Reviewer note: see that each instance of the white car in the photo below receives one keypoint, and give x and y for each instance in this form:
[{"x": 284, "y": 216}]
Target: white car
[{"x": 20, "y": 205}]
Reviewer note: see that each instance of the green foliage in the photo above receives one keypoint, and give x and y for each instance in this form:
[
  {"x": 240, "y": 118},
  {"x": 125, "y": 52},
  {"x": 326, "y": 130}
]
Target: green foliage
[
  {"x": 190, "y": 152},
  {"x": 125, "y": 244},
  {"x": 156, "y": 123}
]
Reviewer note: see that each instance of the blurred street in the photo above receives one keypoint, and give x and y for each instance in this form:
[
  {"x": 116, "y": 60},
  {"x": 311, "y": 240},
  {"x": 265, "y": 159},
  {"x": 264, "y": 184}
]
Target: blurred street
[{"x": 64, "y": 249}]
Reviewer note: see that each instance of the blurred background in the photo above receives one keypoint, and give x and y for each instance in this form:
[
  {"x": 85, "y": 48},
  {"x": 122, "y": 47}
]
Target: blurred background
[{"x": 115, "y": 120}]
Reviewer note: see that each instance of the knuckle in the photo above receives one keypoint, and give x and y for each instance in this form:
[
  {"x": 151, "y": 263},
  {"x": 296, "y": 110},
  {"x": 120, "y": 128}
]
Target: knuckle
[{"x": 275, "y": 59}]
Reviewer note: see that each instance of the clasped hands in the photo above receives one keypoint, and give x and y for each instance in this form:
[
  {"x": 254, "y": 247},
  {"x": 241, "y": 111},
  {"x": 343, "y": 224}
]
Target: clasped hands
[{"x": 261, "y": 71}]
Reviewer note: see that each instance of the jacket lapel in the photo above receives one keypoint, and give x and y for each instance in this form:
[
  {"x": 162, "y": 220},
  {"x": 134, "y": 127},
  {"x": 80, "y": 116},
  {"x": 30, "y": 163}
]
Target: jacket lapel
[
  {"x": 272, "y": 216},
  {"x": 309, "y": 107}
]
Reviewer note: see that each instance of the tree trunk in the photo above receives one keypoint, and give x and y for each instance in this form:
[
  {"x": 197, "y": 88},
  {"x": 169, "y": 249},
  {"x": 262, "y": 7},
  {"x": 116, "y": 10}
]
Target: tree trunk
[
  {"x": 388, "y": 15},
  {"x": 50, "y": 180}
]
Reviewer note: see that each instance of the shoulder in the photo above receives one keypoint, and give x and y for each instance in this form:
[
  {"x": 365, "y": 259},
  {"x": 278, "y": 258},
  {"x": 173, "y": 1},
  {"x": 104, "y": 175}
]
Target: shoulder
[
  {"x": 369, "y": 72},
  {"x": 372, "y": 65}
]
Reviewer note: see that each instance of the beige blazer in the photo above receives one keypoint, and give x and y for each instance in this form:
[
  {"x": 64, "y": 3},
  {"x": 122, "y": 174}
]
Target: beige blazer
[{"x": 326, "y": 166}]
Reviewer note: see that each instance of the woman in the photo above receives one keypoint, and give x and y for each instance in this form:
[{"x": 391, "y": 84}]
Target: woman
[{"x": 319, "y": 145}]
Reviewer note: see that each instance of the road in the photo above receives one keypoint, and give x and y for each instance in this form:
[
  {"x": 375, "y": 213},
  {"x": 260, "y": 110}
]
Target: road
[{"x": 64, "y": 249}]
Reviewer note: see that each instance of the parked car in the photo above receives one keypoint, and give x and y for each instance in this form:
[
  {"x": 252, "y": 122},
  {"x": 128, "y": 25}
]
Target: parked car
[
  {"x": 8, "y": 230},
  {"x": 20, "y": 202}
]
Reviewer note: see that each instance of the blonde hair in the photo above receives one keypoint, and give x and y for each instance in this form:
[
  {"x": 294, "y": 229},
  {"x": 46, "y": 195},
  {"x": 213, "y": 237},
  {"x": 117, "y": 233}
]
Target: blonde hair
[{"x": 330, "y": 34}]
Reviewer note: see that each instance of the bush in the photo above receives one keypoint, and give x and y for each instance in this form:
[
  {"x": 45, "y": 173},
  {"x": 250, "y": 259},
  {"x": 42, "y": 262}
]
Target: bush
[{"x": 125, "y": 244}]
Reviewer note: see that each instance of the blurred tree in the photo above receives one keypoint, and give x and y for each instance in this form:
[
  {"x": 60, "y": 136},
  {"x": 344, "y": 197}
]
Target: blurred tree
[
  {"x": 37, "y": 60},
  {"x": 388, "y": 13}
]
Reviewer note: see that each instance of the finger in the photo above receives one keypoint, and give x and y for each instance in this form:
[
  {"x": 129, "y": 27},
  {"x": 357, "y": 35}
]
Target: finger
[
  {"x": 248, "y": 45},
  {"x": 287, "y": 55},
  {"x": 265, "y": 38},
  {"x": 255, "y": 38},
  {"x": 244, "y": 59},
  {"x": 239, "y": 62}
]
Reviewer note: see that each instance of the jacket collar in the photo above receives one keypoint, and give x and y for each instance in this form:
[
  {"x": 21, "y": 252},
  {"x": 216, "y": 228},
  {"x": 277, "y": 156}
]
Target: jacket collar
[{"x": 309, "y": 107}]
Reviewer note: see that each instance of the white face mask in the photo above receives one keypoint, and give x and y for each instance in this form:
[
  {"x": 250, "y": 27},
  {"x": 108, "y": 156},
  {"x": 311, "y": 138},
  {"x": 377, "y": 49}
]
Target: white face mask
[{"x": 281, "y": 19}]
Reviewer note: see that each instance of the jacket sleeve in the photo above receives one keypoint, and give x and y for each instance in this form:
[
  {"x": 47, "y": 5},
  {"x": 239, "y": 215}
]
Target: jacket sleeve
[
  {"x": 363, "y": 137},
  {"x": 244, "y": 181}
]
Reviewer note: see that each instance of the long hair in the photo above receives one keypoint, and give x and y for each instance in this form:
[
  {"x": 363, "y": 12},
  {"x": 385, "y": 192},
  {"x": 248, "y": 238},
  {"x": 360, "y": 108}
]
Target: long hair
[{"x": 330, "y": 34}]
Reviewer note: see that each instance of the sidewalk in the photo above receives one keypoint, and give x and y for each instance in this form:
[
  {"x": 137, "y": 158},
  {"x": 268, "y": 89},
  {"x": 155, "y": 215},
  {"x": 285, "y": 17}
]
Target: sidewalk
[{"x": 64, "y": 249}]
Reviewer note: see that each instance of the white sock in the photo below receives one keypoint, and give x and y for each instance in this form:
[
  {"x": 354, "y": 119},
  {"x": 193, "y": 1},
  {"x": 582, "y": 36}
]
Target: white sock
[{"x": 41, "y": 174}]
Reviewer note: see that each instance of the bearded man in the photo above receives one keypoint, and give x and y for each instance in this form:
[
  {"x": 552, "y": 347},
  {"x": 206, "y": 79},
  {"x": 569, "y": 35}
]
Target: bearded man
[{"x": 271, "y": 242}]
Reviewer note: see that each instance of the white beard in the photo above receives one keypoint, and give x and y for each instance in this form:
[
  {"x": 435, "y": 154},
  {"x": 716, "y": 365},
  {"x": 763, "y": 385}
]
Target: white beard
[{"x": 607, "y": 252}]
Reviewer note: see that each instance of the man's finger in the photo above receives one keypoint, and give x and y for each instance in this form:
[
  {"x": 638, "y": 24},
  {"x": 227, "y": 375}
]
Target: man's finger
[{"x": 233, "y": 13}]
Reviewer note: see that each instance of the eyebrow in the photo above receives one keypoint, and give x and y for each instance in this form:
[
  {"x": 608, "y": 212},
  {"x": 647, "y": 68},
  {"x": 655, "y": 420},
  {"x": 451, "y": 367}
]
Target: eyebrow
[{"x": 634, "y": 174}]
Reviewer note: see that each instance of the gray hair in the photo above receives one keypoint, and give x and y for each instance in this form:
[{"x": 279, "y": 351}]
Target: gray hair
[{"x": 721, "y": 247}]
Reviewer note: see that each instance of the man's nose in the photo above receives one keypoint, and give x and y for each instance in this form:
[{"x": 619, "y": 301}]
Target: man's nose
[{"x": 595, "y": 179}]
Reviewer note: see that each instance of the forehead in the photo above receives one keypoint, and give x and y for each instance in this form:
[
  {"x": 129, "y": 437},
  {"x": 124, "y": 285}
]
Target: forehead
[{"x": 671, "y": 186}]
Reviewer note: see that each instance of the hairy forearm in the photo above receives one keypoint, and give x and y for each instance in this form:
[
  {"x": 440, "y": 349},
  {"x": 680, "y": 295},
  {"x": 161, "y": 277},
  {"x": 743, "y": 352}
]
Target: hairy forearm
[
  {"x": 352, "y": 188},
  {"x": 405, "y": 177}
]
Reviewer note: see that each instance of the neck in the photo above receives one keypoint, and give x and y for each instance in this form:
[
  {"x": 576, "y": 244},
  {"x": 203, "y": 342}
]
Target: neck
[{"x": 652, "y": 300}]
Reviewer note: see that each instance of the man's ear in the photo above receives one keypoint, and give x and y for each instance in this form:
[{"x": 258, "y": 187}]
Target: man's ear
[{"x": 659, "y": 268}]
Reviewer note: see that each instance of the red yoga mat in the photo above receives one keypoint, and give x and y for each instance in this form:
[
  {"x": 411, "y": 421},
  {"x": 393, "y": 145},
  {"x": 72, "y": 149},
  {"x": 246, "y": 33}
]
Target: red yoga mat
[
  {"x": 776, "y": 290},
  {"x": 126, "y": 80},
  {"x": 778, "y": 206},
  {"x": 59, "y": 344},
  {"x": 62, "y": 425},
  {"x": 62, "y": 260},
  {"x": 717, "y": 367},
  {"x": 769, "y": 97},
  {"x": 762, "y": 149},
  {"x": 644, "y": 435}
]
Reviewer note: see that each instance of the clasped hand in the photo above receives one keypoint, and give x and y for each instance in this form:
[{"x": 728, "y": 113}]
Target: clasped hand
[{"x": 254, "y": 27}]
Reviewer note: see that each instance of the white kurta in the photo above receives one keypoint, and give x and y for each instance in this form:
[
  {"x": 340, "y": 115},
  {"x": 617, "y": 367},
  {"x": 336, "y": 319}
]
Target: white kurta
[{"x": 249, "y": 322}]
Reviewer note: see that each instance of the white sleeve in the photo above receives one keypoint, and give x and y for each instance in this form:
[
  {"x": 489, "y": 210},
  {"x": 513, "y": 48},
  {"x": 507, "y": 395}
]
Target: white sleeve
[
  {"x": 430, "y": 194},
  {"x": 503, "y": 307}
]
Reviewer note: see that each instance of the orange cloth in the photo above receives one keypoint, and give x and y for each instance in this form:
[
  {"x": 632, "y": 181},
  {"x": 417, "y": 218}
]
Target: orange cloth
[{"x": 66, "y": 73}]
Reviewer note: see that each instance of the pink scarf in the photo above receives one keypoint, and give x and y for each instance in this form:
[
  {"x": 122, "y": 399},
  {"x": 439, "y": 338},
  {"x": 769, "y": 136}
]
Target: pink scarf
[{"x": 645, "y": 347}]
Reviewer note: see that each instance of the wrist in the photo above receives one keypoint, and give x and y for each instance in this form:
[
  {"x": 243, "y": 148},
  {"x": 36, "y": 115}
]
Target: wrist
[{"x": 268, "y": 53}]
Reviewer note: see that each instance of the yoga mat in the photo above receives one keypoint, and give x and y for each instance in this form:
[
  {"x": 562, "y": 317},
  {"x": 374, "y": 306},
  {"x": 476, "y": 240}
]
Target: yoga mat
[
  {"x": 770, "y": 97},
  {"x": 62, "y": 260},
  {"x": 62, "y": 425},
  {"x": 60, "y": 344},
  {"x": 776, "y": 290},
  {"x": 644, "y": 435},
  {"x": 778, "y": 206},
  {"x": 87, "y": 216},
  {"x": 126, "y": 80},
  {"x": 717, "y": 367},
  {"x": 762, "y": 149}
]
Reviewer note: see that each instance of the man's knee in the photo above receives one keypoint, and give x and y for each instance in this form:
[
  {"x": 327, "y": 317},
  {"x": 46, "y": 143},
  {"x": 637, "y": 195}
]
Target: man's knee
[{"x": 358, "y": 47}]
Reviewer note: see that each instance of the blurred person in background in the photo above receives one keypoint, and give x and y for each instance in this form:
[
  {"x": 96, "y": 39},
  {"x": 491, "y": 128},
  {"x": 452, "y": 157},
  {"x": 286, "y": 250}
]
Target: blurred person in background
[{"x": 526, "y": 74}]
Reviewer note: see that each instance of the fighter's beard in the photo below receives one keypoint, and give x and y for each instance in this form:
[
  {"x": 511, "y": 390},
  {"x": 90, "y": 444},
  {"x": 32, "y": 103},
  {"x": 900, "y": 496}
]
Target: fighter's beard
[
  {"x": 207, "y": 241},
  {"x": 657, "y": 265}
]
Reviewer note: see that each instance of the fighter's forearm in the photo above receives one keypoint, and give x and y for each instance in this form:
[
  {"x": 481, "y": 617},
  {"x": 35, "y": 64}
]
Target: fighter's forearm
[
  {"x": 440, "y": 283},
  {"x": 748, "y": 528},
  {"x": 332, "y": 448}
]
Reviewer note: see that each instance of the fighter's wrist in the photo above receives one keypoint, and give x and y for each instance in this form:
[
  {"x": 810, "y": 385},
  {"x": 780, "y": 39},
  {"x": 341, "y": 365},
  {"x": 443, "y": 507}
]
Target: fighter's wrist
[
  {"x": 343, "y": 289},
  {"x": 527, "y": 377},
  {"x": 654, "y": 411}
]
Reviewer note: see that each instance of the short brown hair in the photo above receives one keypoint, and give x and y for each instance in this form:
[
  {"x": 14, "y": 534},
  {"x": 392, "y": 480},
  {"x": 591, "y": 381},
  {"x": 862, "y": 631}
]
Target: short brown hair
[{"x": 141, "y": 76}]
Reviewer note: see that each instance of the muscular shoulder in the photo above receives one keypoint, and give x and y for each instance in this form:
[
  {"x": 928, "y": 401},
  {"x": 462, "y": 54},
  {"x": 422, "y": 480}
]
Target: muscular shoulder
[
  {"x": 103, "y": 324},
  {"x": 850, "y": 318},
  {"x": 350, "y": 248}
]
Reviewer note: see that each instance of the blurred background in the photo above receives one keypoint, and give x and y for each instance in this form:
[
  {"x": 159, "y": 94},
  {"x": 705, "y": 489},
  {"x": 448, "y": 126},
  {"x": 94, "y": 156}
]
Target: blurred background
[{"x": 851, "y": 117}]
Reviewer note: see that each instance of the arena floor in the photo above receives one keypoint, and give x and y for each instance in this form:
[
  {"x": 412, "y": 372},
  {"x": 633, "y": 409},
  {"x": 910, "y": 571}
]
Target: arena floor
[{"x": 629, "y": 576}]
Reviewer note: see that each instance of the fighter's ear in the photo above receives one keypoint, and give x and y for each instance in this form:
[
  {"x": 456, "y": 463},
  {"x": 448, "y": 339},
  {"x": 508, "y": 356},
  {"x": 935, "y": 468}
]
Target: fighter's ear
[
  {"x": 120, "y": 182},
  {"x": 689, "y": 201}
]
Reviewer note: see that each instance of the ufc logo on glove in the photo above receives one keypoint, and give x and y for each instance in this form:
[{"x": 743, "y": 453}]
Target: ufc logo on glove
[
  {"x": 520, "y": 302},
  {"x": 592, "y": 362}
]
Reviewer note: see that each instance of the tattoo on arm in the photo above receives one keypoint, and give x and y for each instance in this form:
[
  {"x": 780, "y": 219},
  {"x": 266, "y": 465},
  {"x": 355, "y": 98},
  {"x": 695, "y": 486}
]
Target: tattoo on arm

TASK DIRECTIONS:
Starting with the line that contains "Reviewer note: see that each instance of the short", output every line through the end of the listing above, unchanged.

TASK ANSWER:
Reviewer note: see that each instance of the short brown hair in the photo above receives one keypoint, and give x and y for each instance in this form:
[
  {"x": 14, "y": 534},
  {"x": 392, "y": 480},
  {"x": 591, "y": 381},
  {"x": 862, "y": 631}
]
Target: short brown hair
[{"x": 141, "y": 76}]
Reviewer note: see that each instance of the muscular shoulder in the photo above receives one keypoint, and give x and y for each instance in this form:
[
  {"x": 928, "y": 401},
  {"x": 462, "y": 54},
  {"x": 422, "y": 480}
]
Target: muscular shoulder
[
  {"x": 103, "y": 324},
  {"x": 850, "y": 318},
  {"x": 350, "y": 248}
]
Reviewer note: see that each instance of the blurred background in the photo above receives one keypoint, and give x and y for each instance in this form:
[
  {"x": 159, "y": 94},
  {"x": 705, "y": 489},
  {"x": 448, "y": 126},
  {"x": 94, "y": 156}
]
Target: blurred background
[{"x": 851, "y": 117}]
Reviewer note: see that each instance of the arena floor in the photo above receives one keypoint, and give x and y for each instance in this form:
[
  {"x": 412, "y": 372},
  {"x": 633, "y": 409},
  {"x": 910, "y": 571}
]
Target: arena floor
[{"x": 629, "y": 576}]
Reviewer note: see that each instance of the fighter's ear in the photo above receives one keypoint, and give x and y for each instance in this form:
[
  {"x": 456, "y": 463},
  {"x": 448, "y": 339},
  {"x": 508, "y": 356},
  {"x": 935, "y": 468}
]
Target: fighter's ear
[
  {"x": 120, "y": 182},
  {"x": 689, "y": 201}
]
Reviewer note: see that each instance of the ufc logo on glove in the photo above receives one keypoint, and give x and y for each instance in this form:
[{"x": 743, "y": 453}]
Target: ufc logo on glove
[
  {"x": 520, "y": 302},
  {"x": 592, "y": 362}
]
Reviewer note: see that each instance of the tattoo on arm in the photo above receives one keypoint, and give x and y for each instance in this form:
[
  {"x": 780, "y": 219},
  {"x": 266, "y": 465},
  {"x": 355, "y": 98},
  {"x": 695, "y": 486}
]
Target: tattoo on arm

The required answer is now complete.